### [EXERCISE DIRECTIONS]
Make an exact copy of the entries below and leave any picture out of it.

-------- INPUT MATERIAL

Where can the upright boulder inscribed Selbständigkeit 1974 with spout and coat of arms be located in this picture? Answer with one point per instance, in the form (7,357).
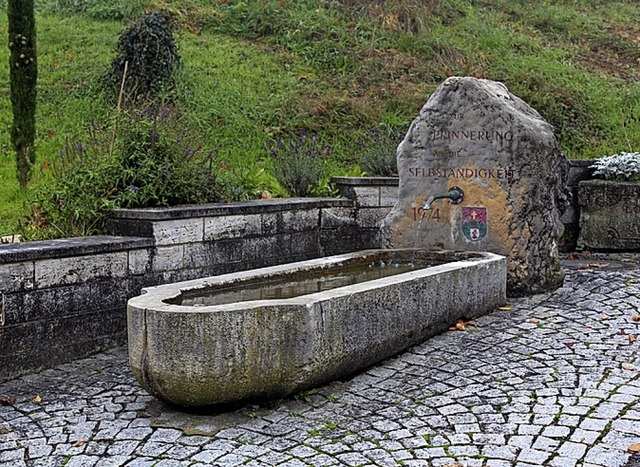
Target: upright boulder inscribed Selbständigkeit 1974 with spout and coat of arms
(496,178)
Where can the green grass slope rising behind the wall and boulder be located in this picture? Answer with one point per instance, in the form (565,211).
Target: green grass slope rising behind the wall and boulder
(256,68)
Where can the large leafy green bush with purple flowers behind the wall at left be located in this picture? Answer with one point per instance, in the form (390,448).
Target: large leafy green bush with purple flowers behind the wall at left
(156,161)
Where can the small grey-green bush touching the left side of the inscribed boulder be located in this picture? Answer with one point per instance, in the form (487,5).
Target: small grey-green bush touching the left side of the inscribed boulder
(378,152)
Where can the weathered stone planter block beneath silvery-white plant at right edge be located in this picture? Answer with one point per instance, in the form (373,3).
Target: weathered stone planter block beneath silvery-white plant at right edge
(609,215)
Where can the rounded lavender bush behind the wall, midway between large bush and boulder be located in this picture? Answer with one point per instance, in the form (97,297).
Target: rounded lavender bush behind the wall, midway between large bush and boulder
(299,162)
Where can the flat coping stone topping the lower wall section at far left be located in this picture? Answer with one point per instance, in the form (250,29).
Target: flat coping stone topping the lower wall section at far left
(65,247)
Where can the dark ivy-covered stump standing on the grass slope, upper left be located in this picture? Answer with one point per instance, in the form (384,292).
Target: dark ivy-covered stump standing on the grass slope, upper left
(151,55)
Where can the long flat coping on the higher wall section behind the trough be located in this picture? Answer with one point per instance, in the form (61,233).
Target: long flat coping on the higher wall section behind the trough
(225,209)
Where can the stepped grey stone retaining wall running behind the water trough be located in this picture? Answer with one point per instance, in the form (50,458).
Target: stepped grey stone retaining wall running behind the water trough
(65,299)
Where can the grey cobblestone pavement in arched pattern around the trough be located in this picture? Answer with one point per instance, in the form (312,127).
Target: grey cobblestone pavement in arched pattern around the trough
(553,381)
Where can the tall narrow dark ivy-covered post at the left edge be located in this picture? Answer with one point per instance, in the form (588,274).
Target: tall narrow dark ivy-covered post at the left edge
(23,71)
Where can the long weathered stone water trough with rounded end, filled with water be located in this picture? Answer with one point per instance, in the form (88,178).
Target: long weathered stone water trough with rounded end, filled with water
(274,331)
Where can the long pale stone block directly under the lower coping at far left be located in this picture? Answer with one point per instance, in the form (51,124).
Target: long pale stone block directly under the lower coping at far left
(79,269)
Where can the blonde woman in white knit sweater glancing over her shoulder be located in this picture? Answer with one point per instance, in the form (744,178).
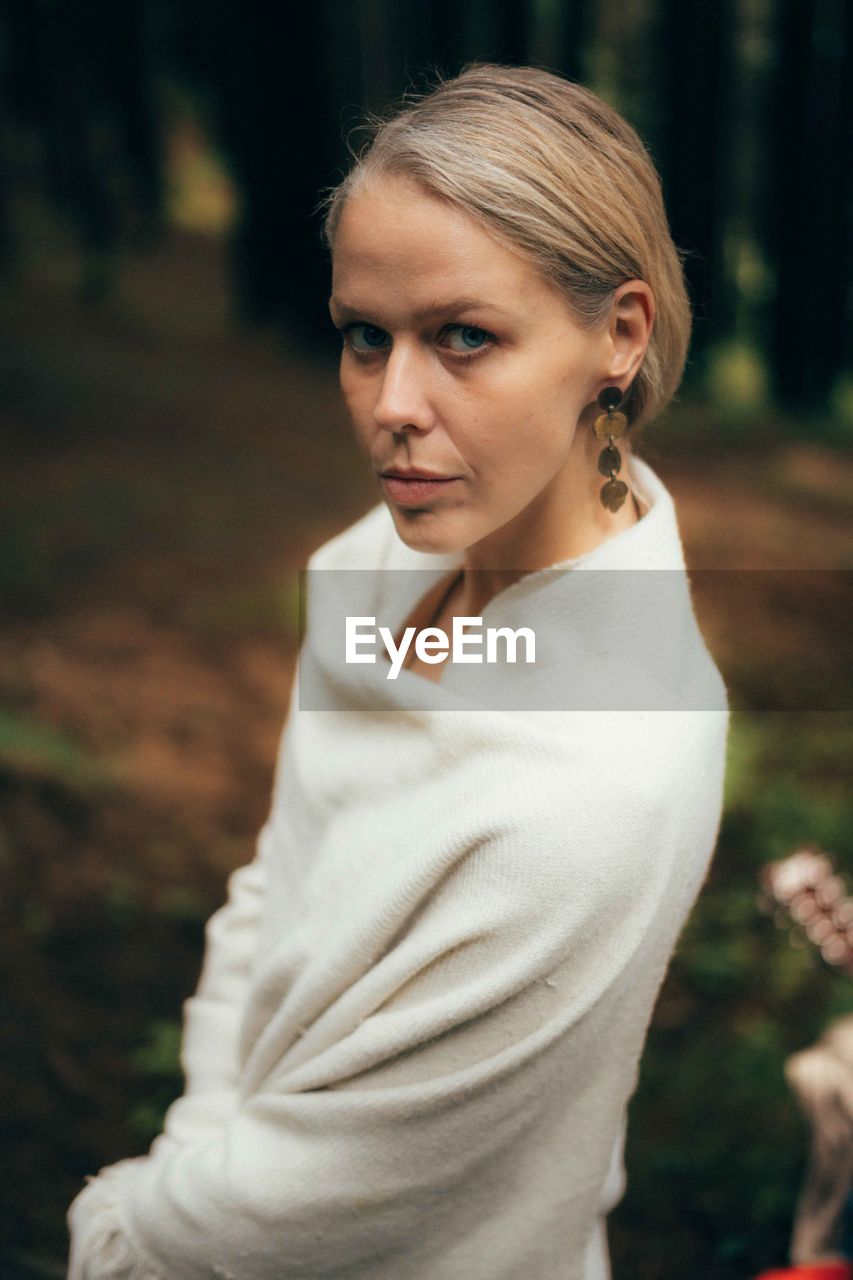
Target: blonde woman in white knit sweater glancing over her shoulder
(423,1005)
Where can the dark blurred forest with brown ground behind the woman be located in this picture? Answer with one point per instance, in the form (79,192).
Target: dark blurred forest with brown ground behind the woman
(174,449)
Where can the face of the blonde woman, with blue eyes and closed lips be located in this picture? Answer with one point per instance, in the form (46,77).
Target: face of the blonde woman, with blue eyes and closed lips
(459,359)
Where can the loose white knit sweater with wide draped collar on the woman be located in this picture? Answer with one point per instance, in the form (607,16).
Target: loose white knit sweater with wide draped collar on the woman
(423,1007)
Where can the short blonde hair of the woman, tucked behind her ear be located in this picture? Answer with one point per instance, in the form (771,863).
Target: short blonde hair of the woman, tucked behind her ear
(551,171)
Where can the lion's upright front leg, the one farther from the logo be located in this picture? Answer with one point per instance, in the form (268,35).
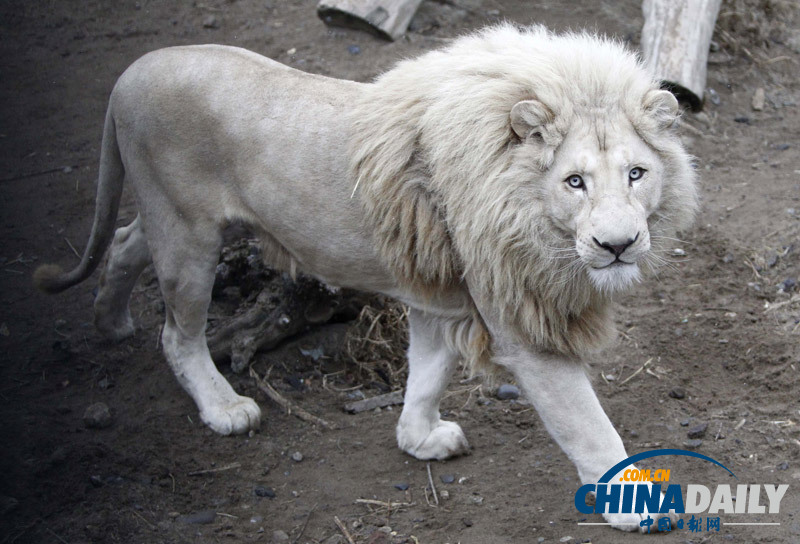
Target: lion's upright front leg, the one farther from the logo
(421,432)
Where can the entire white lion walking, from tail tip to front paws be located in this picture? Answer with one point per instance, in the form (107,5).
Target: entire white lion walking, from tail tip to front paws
(503,187)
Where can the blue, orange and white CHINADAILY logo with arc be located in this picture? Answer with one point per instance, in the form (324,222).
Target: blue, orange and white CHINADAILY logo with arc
(624,489)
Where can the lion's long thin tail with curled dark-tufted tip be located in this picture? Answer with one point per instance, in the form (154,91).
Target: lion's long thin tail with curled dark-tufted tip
(51,278)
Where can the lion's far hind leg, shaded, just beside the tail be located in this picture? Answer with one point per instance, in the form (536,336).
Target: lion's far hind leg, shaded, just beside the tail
(127,257)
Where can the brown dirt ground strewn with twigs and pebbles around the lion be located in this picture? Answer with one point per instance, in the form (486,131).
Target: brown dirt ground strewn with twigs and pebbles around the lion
(721,323)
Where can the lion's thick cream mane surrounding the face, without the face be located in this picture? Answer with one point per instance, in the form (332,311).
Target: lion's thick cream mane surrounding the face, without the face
(448,191)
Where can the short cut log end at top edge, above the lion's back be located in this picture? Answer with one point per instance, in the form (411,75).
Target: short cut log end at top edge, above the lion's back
(385,18)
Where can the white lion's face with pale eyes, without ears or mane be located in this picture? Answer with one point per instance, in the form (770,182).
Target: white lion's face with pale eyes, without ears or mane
(602,187)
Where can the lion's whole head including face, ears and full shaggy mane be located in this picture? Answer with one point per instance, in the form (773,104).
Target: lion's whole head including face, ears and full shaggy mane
(540,169)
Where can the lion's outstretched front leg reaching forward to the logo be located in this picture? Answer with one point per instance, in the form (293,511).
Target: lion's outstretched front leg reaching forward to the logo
(562,394)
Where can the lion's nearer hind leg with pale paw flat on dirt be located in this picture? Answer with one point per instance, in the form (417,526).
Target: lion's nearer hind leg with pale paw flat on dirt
(185,257)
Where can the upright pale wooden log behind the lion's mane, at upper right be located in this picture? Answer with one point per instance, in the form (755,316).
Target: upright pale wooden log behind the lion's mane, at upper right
(675,41)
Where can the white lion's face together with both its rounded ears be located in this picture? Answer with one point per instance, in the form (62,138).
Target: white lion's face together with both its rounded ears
(601,183)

----------------

### [EXERCISE RESULT]
Where can the upright boulder inscribed Selbständigkeit 1974 with spout and coat of arms be located in this picture? Answer with one point per instance, in the form (7,357).
Target: upright boulder inscribed Selbständigkeit 1974 with spout and coat of arms
(496,178)
Where can the green grass slope rising behind the wall and boulder be located in this picture? Answer with one point per instance, in the form (565,211).
Target: green grass slope rising behind the wall and boulder
(256,68)
Where can the large leafy green bush with purple flowers behind the wall at left be located in this picture? Answer with one point per instance, in the form (390,448).
Target: large leafy green bush with purple flowers behind the wall at left
(156,161)
Where can the small grey-green bush touching the left side of the inscribed boulder be located in this picture? Answer with one point per instance, in the form (487,5).
Target: small grey-green bush touching the left side of the inscribed boulder
(378,152)
Where can the weathered stone planter block beneath silvery-white plant at right edge be located in this picture? Answer with one point per instance, in the form (373,3).
Target: weathered stone planter block beneath silvery-white plant at right edge
(609,215)
Where can the rounded lavender bush behind the wall, midway between large bush and boulder be located in this picture? Answer with one point per instance, in the form (97,297).
Target: rounded lavender bush behind the wall, midway between large bush and boulder
(299,162)
Where can the flat coping stone topping the lower wall section at far left be located in this picture? Answer with one point per instance, in the form (250,29).
Target: flat coping stone topping the lower wall section at far left
(65,247)
Where can the dark ivy-covered stump standing on the grass slope, upper left be located in this picture? Answer with one point per instance, in the form (384,292).
Target: dark ivy-covered stump standing on the grass slope, upper left
(151,55)
Where can the long flat coping on the higher wall section behind the trough be located in this picture? Answer with one point per instance, in the form (61,233).
Target: long flat coping on the higher wall section behind the trough
(225,209)
Where can the stepped grey stone retaining wall running behind the water trough be located in this picture? Answer with one point per instance, in the form (50,458).
Target: stepped grey stone retaining wall running behind the water trough
(65,299)
Where can the grey cobblestone pavement in arched pattern around the trough be located in this picture? Answer with one point per instance, in the form (312,127).
Target: grey cobblestone pavement in arched pattern around the trough
(553,381)
Where can the tall narrow dark ivy-covered post at the left edge be located in this picture? Answer with one point per instance, in the form (588,274).
Target: tall narrow dark ivy-covered post at the left edge
(23,71)
Where can the long weathered stone water trough with rounded end, filled with water be located in this picture? Answer with one point per instance, in the form (88,178).
Target: long weathered stone water trough with rounded end, filled with water
(274,331)
Where can the long pale stone block directly under the lower coping at far left be located in this picture? Answer with one point per instance, in the form (51,124).
Target: long pale stone block directly under the lower coping at far left
(79,269)
Where can the blonde woman in white knit sweater glancing over her shoulder be located in this picture? Answer with one point per instance, in the form (744,178).
Target: blonde woman in white knit sweater glancing over her shoulder
(423,1005)
Where can the dark blurred forest with brown ground behind the woman be located in this picture? Answer with one point per instance, in the form (79,192).
Target: dark blurred forest with brown ground behind the woman
(174,449)
Where can the face of the blonde woman, with blue eyes and closed lips be located in this picture? Answer with one point per instance, in the form (46,77).
Target: face of the blonde woman, with blue eyes and closed lips
(459,359)
Where can the loose white knit sweater with wide draped collar on the woman be located in this picture? Answer with one point per instance, in the form (607,16).
Target: loose white knit sweater with wide draped collar on the woman
(423,1007)
Where can the short blonde hair of the woman, tucked behind her ear be located in this picture? Answer with one point per instance, in the form (771,863).
Target: short blonde hair of the woman, tucked behind her ear
(551,171)
Where can the lion's upright front leg, the one farther from the logo be located in this picture? Answer with one point per instance, in the form (268,35).
Target: lion's upright front leg, the one farther from the logo
(421,432)
Where can the entire white lion walking, from tail tip to front paws be located in this picture? Answer with one point per instance, in the form (107,5).
Target: entire white lion walking, from tail tip to front paws
(503,187)
Where can the blue, orange and white CHINADAILY logo with arc be located in this picture? Answer with one point per instance, in the form (324,222).
Target: blue, orange and white CHINADAILY logo with arc
(624,489)
Where can the lion's long thin tail with curled dark-tufted tip be located in this picture? Answer with one point per instance, in the form (154,91).
Target: lion's long thin tail with curled dark-tufted tip
(51,278)
Where can the lion's far hind leg, shaded, just beside the tail be located in this picture? Answer with one point per instance, in the form (536,336).
Target: lion's far hind leg, shaded, just beside the tail
(127,257)
Where can the brown dirt ground strewn with twigs and pebbles around the lion be located in this picture? Answer with one point per instance, in the form (486,131).
Target: brown dirt ground strewn with twigs and pebbles around the lion
(721,323)
Where can the lion's thick cream mane surrounding the face, without the face be located in this picture? Answer with one point per instance, in the form (332,311).
Target: lion's thick cream mane surrounding the face, without the face
(448,191)
Where can the short cut log end at top edge, above the lion's back be located in this picture? Answer with one point per instance, in the form (411,75).
Target: short cut log end at top edge, above the lion's back
(385,18)
Where can the white lion's face with pale eyes, without ears or mane be located in this picture? Answer with one point per instance, in the form (770,182).
Target: white lion's face with pale eyes, without ears or mane
(602,187)
Where can the lion's whole head including face, ears and full shaggy mane be located in this picture? Answer with one point per instance, in the form (773,104).
Target: lion's whole head including face, ears and full shaggy mane
(540,169)
Where can the lion's outstretched front leg reaching forward to the logo be located in this picture? Answer with one point per instance, in the form (293,511).
Target: lion's outstretched front leg reaching forward to the logo
(562,394)
Where can the lion's nearer hind leg with pale paw flat on dirt be located in this picture? Answer with one point per instance, in the form (417,526).
Target: lion's nearer hind leg with pale paw flat on dirt
(185,257)
Where can the upright pale wooden log behind the lion's mane, at upper right be located in this picture? Answer with one point per instance, in the form (755,316).
Target: upright pale wooden log behind the lion's mane, at upper right
(675,41)
Where can the white lion's face together with both its rounded ears be located in this picture? Answer with one point per instance, in the form (62,138).
Target: white lion's face together with both its rounded ears
(601,183)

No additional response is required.